> [Obiettivo 1]:
Elenca tutte le persone che l'estratto sugli incontri con Antonella Lumini ed Ermes Ronchi indica con nome e cognome.
> [Obiettivo 2]:
Rispondi alle domande sull'estratto sugli incontri con Antonella Lumini ed Ermes Ronchi.
(a) In quale zona di Firenze si trova l'abitazione di Antonella Lumini?
(b) Qual è il titolo del documentario sull'esperienza eremitica in Italia?
(c) Quale Vangelo cita in particolare Ermes Ronchi?
> [Obiettivo 3]:
Trascrivi il passo dell'estratto sugli incontri con Antonella Lumini ed Ermes Ronchi a partire dalle parole "L’incontro con Antonella", fermandoti dopo le parole "sorgenti originarie dell’essere.".

> [Estratto del documento]:
+++
Antonella Lumini, eremita metropolitana di Firenze ha raccontato, con l’aiuto di Paolo Rodari, giovane vaticanista di Repubblica, la sua esperienza spirituale condotta, dopo un tempo di lontananza dalla fede, attraverso lunghi anni di ricerca. Un’esperienza che ha registrato una prima svolta in un momento luminoso di percezione “altra” di sé e delle cose create avvenuto sul nostro appennino pistoiese. Di lì in poi Antonella ha scoperto e percorso una via di solitudine e silenzio, pur dentro la vita “normale” di archivista della Biblioteca Centrale di Firenze. Il silenzio e il raccoglimento, li vive infatti nella sua casa, o meglio, in una stanza della sua abitazione di Porta Romana che, secondo la tradizione ortodossa, ha trasformato in pustinia, eremitaggio casalingo che ha anche il significato di “deserto”. Un deserto che ha sperimentato come luogo di ascolto e accoglienza dello Spirito. Lascia stupiti il modo semplice e dimesso di raccontare la sua vicenda e che segue un’urgenza dello Spirito emersa soltanto dopo venti anni di preghiera e ascolto.

L’incontro con Antonella Lumini è stato seguito dal documentario “Voci dal Silenzio”, un affresco sull’esperienza eremitica in Italia realizzato da due giovani registi, Joshua Wahlen e Alessandro Seidita. Un’esperienza visiva che incanta e porta lontano (o forse molto a fondo dentro di sé) nelle diverse esperienze di solitudine e contatto con la natura dove, pur nelle diverse sensibilità religiose e nei diversi stili di vita, emerge un contatto con le sorgenti originarie dell’essere.

Ermes Ronchi

Gli incontri dei Linguaggi del divino hanno poi proposto la riflessione di Ermes Ronchi, biblista molto apprezzato e anche noto volto della televisione per i suoi commenti al Vangelo. Padre Ronchi ci ha raccontato un Gesù in dialogo, sempre teso e interrogare e far interrogare l’uomo perché rintracci dentro di sé le attese del cuore, i quesiti di senso, i sogni profondi. «Ma cosa vive in te? Cosa muove la tua vita?»; il Gesù dei Vangeli – ha affermato Ronchi – «entra attraverso domande, più che attraverso proposizioni assertive». «Quali domande fanno vivere?», chiedeva padre Ronchi. «Le buone domande sono quelle del cuore» e «la domanda prima è: ma io sono contento? Mi piace la mia vita?». Ronchi ha tracciato l’umile via della domanda che attraversa i Vangeli e in particolare il Vangelo di Giovanni dall’inizio («Che cosa cercate?», Gv 1,38) alla fine («Mi vuoi bene?», Gv 21,17). Una via che rivela tutta l’arte dell’incontro propria di Gesù e mostra un volto di Dio che è forse un po’ diverso da come ce lo siamo sempre immaginati.
+++
(Elementi del dataset)
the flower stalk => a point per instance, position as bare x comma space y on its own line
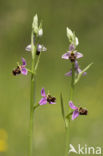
67, 127
75, 73
32, 95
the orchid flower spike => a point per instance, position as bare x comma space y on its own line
77, 70
46, 98
40, 48
21, 69
77, 110
72, 54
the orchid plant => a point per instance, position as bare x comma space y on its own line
35, 48
75, 72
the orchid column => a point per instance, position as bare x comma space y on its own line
75, 72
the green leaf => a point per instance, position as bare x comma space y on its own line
62, 106
35, 24
72, 37
80, 74
70, 34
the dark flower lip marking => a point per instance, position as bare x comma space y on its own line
83, 111
16, 71
40, 48
51, 99
72, 54
77, 110
21, 69
46, 98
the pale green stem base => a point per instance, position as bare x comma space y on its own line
67, 131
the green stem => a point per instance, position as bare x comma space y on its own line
32, 95
67, 128
72, 82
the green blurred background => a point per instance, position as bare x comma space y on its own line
86, 18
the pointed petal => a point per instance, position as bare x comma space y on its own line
43, 92
43, 101
23, 62
24, 71
66, 55
69, 73
75, 114
85, 73
71, 47
41, 48
72, 105
52, 103
78, 55
28, 48
79, 71
76, 64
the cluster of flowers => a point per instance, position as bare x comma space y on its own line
21, 68
73, 55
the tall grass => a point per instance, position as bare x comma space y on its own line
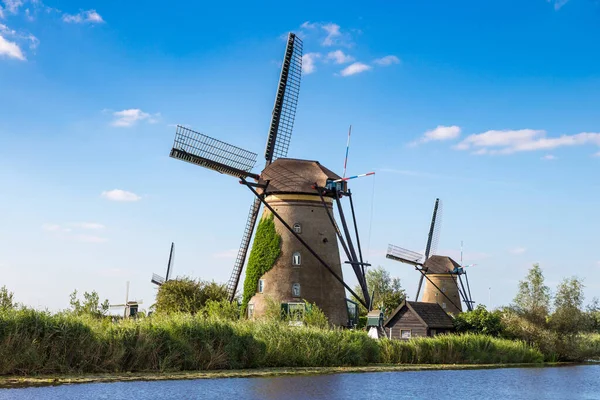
34, 342
458, 349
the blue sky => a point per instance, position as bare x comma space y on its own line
491, 106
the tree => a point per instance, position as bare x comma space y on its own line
91, 304
480, 320
568, 317
6, 299
533, 298
187, 295
388, 291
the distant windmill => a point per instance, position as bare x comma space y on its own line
159, 280
299, 196
443, 274
130, 308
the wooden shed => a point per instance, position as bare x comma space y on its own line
417, 319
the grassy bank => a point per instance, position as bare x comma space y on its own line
33, 342
50, 380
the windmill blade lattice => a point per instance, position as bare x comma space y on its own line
437, 228
286, 100
278, 141
211, 153
234, 279
403, 255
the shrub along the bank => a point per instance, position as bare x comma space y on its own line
458, 349
34, 342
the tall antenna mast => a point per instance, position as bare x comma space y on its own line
347, 148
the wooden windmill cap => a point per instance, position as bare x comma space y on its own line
440, 265
291, 175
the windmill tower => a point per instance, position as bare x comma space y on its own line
159, 280
130, 308
442, 273
298, 196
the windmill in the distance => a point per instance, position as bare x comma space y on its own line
159, 280
130, 308
443, 274
299, 196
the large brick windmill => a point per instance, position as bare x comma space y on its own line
444, 283
295, 253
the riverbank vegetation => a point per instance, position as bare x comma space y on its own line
555, 323
35, 342
194, 328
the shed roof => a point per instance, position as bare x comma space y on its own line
432, 315
440, 265
290, 175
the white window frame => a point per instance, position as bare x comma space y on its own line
294, 286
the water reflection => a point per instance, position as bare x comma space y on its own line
573, 382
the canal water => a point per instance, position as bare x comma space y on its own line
569, 383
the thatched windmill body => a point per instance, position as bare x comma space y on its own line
298, 196
441, 274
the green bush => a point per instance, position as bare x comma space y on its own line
35, 342
458, 349
187, 295
265, 251
480, 320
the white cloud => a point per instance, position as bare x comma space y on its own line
308, 62
333, 33
90, 239
518, 250
87, 225
387, 60
339, 57
440, 133
12, 6
130, 117
90, 16
51, 227
10, 49
355, 68
511, 141
231, 253
120, 195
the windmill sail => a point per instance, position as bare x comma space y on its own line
278, 141
159, 280
171, 262
211, 153
286, 100
432, 239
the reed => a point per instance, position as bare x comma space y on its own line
35, 342
458, 349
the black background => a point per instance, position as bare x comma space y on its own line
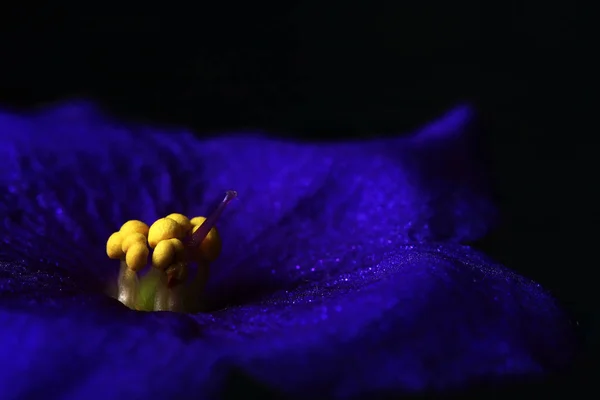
310, 70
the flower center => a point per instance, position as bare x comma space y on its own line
174, 245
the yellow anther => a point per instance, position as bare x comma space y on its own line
132, 238
113, 246
137, 256
210, 248
167, 252
134, 226
163, 229
179, 249
181, 220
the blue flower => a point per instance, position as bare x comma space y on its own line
342, 274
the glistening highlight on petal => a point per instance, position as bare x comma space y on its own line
341, 271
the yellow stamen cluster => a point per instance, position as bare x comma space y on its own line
165, 237
129, 244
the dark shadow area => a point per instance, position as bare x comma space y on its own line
310, 71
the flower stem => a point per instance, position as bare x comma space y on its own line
128, 285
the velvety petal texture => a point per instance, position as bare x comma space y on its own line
342, 271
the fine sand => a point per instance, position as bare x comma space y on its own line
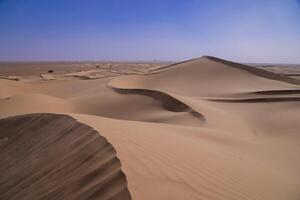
202, 129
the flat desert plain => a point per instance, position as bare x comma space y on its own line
205, 128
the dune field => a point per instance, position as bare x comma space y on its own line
205, 128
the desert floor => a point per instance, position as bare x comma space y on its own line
201, 129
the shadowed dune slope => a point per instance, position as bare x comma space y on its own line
50, 156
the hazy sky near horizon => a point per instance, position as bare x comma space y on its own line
240, 30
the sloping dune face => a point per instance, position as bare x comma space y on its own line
50, 156
203, 77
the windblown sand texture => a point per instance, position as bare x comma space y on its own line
206, 128
49, 156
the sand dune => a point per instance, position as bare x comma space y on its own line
52, 156
206, 128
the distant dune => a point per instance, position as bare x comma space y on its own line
205, 128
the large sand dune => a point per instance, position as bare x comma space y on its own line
48, 156
201, 129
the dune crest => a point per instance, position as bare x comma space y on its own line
50, 156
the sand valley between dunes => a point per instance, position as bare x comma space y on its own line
206, 128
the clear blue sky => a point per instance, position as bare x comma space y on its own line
241, 30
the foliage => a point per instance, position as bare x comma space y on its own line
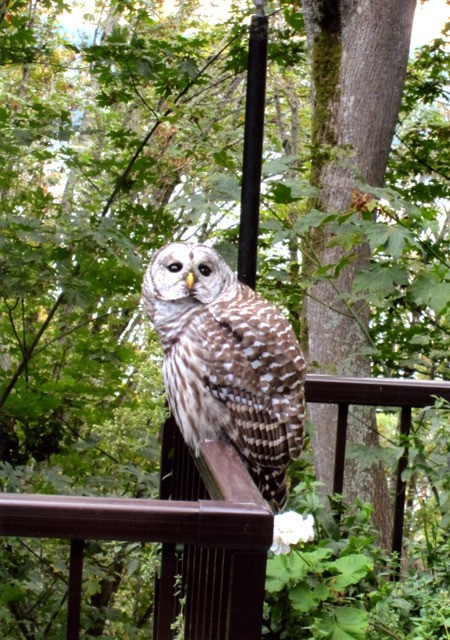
117, 138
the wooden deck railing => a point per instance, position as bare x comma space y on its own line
214, 527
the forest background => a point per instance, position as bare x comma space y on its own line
127, 134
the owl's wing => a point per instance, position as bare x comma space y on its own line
256, 368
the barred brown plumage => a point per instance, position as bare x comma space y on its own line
233, 368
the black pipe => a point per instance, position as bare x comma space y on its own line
253, 148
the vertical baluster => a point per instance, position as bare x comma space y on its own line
341, 443
400, 487
75, 584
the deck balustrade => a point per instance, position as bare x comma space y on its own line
213, 524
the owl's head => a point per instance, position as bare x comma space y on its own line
187, 270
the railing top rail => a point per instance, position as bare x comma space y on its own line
221, 524
375, 391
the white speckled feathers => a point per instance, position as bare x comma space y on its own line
233, 367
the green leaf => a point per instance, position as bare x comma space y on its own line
351, 568
343, 623
305, 598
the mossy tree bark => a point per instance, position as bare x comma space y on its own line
359, 51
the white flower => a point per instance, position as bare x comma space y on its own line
289, 528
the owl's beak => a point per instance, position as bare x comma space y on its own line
190, 280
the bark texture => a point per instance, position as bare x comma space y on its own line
359, 52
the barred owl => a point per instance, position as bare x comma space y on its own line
233, 368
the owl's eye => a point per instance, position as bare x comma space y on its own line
204, 270
175, 267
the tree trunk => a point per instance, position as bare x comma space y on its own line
359, 52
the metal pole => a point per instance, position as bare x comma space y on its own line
253, 146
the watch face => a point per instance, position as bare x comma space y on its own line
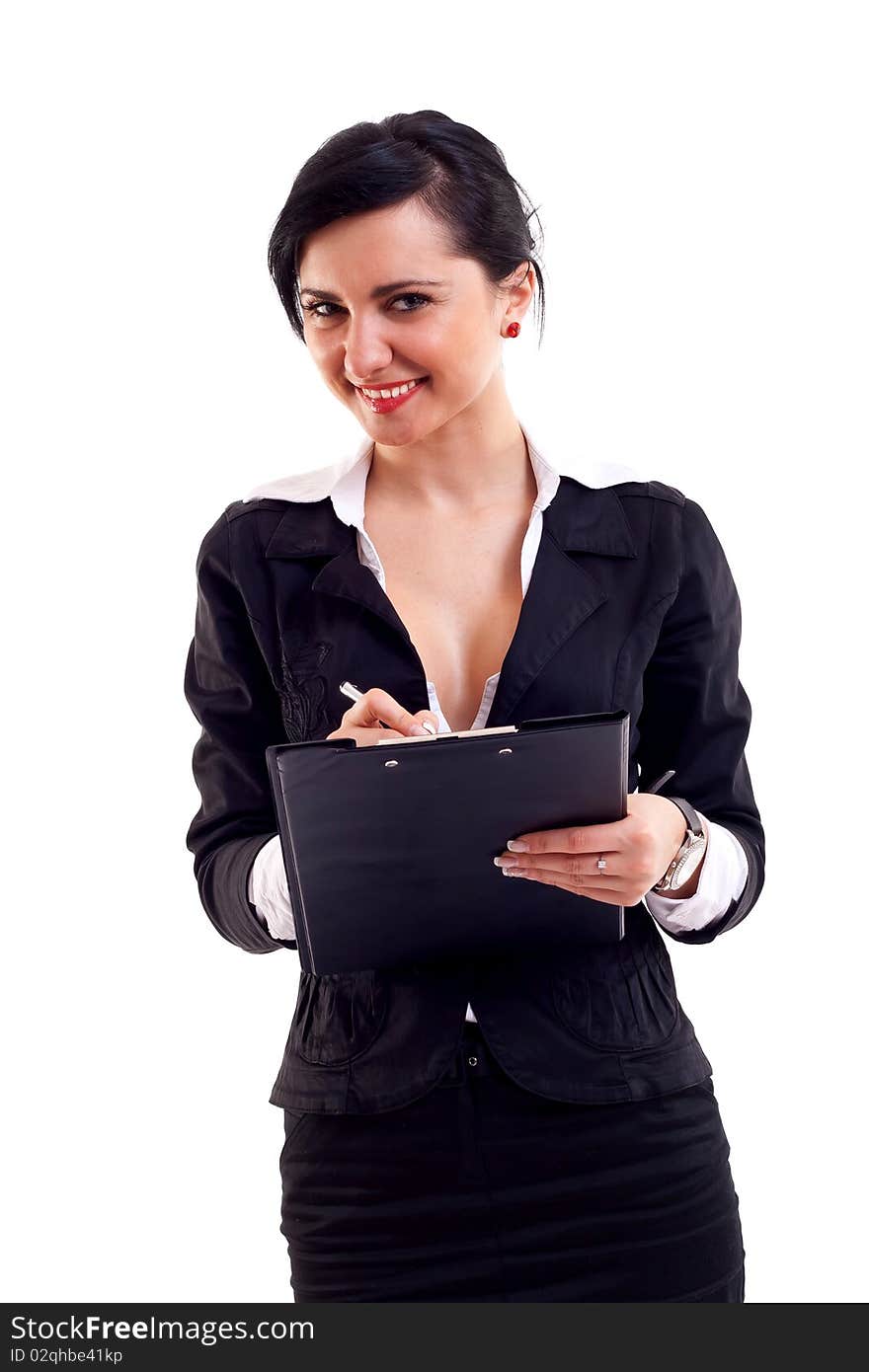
689, 864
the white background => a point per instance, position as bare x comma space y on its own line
700, 178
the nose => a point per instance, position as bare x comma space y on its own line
366, 347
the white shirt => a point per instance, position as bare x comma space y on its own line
725, 868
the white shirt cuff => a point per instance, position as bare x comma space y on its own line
722, 879
268, 890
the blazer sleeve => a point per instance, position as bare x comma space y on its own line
696, 715
229, 690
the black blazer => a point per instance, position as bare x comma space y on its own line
630, 605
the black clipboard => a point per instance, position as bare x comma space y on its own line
389, 848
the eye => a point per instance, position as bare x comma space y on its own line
316, 306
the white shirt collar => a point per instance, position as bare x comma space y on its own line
345, 481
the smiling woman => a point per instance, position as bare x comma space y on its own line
475, 1129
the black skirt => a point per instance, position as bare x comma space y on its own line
485, 1191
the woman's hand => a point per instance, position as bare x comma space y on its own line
637, 850
361, 720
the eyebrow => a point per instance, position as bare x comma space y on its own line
378, 291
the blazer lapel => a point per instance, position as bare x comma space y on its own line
560, 597
562, 593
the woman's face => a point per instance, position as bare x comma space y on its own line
442, 324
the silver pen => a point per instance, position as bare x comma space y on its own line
355, 693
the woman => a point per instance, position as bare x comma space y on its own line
490, 1128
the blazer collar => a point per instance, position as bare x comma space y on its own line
583, 513
560, 597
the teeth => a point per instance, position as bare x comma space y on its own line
386, 396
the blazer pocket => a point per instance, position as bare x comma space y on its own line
619, 1005
338, 1016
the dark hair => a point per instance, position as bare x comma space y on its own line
459, 176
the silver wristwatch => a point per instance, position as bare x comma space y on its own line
689, 855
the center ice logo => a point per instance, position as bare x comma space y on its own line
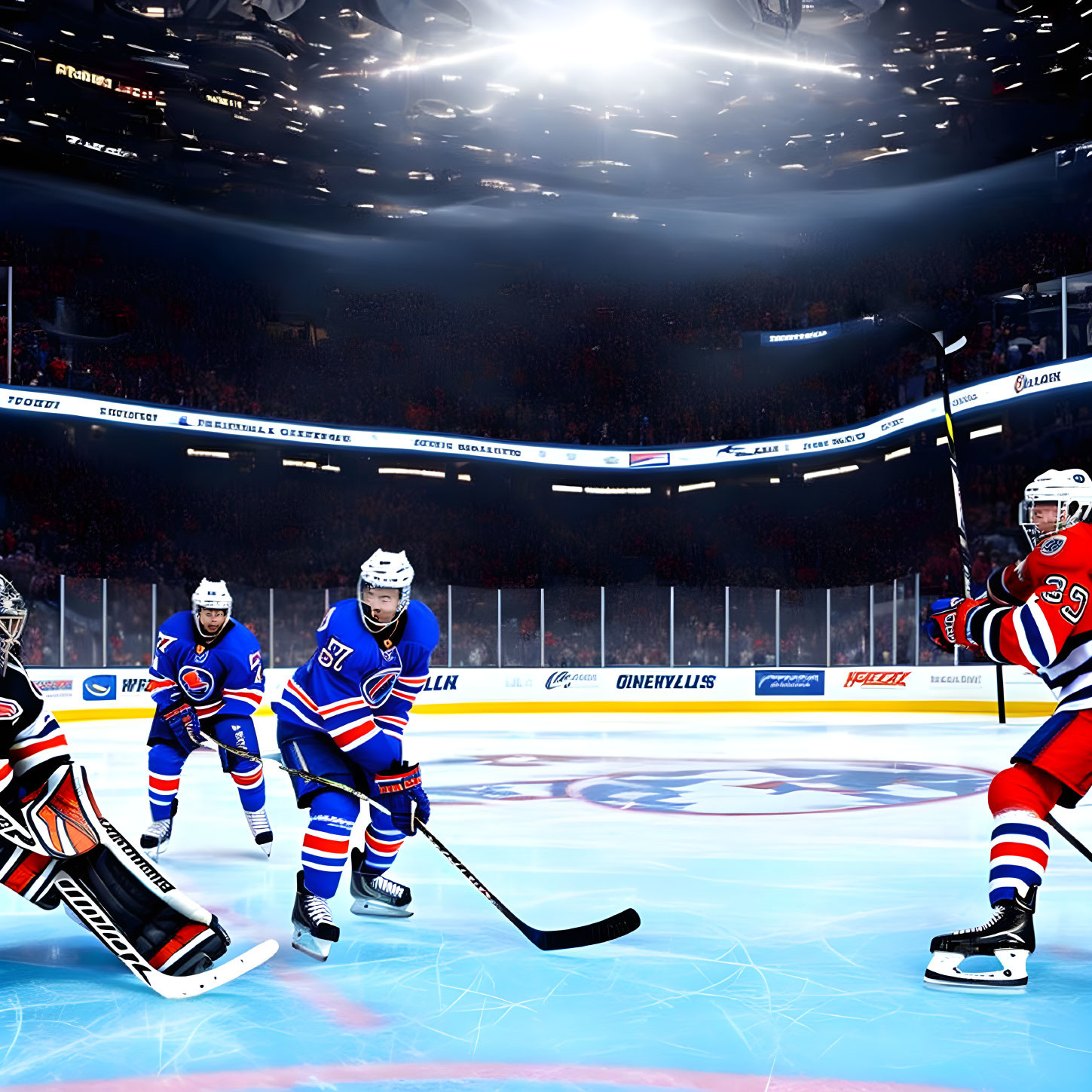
717, 788
196, 681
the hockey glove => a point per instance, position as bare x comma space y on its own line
947, 625
399, 790
182, 717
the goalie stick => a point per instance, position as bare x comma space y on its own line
87, 910
580, 936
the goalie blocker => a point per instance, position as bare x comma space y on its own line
172, 933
+++
> [Risposta completa 1]:
Antonella Lumini
Paolo Rodari
Joshua Wahlen
Alessandro Seidita
Ermes Ronchi

> [Risposta completa 2]:
(a) A Porta Romana.
(b) "Voci dal Silenzio".
(c) Il Vangelo di Giovanni.

> [Risposta completa 3]:
L’incontro con Antonella Lumini è stato seguito dal documentario “Voci dal Silenzio”, un affresco sull’esperienza eremitica in Italia realizzato da due giovani registi, Joshua Wahlen e Alessandro Seidita. Un’esperienza visiva che incanta e porta lontano (o forse molto a fondo dentro di sé) nelle diverse esperienze di solitudine e contatto con la natura dove, pur nelle diverse sensibilità religiose e nei diversi stili di vita, emerge un contatto con le sorgenti originarie dell’essere.